Task instructions:
Your job is to transcribe the material exactly. Keep every line.

Given entries:
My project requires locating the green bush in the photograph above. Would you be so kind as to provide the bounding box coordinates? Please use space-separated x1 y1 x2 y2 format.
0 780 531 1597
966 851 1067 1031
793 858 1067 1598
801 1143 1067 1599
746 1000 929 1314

Expected output:
My project requires locating the green bush in the photograph above. Would you be so kind as to provide the bounding box coordinates? Please use space-separated x1 y1 x2 y2 format.
0 780 531 1597
966 851 1067 1031
793 858 1067 1598
801 1143 1067 1599
746 1000 929 1314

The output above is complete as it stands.